>> START Entries supplied

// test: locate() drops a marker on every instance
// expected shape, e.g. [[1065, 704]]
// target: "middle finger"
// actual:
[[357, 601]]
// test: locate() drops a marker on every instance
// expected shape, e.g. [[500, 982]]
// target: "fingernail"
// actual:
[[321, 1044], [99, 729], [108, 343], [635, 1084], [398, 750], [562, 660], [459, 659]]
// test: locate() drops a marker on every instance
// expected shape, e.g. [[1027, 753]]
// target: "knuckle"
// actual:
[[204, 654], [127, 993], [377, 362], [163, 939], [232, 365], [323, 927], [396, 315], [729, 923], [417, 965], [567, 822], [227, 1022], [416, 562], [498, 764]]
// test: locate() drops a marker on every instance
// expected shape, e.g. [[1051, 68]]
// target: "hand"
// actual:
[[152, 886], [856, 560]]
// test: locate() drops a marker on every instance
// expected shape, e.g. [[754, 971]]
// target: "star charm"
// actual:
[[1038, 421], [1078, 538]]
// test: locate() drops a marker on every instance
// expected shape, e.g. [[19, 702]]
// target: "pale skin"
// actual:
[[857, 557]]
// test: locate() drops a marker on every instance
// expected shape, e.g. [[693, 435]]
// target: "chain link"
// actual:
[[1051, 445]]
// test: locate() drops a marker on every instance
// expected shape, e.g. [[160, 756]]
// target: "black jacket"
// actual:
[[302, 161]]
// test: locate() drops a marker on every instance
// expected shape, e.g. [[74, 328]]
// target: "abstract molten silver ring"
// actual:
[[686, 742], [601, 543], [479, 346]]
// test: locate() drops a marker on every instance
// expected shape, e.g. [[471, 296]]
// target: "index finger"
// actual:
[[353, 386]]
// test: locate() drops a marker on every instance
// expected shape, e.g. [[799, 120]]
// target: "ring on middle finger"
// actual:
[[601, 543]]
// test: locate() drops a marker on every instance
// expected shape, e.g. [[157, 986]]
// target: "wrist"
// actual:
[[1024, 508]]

>> END Entries supplied

▸ **What is asked**
Pull out every line of the listing above that contains the word "target".

▸ **In response**
// target: "middle finger"
// target: "fingernail"
// target: "knuckle"
// target: "hand"
// target: "star charm"
// target: "pale skin"
// target: "chain link"
// target: "black jacket"
// target: "abstract molten silver ring"
// target: "index finger"
// target: "ring on middle finger"
// target: "wrist"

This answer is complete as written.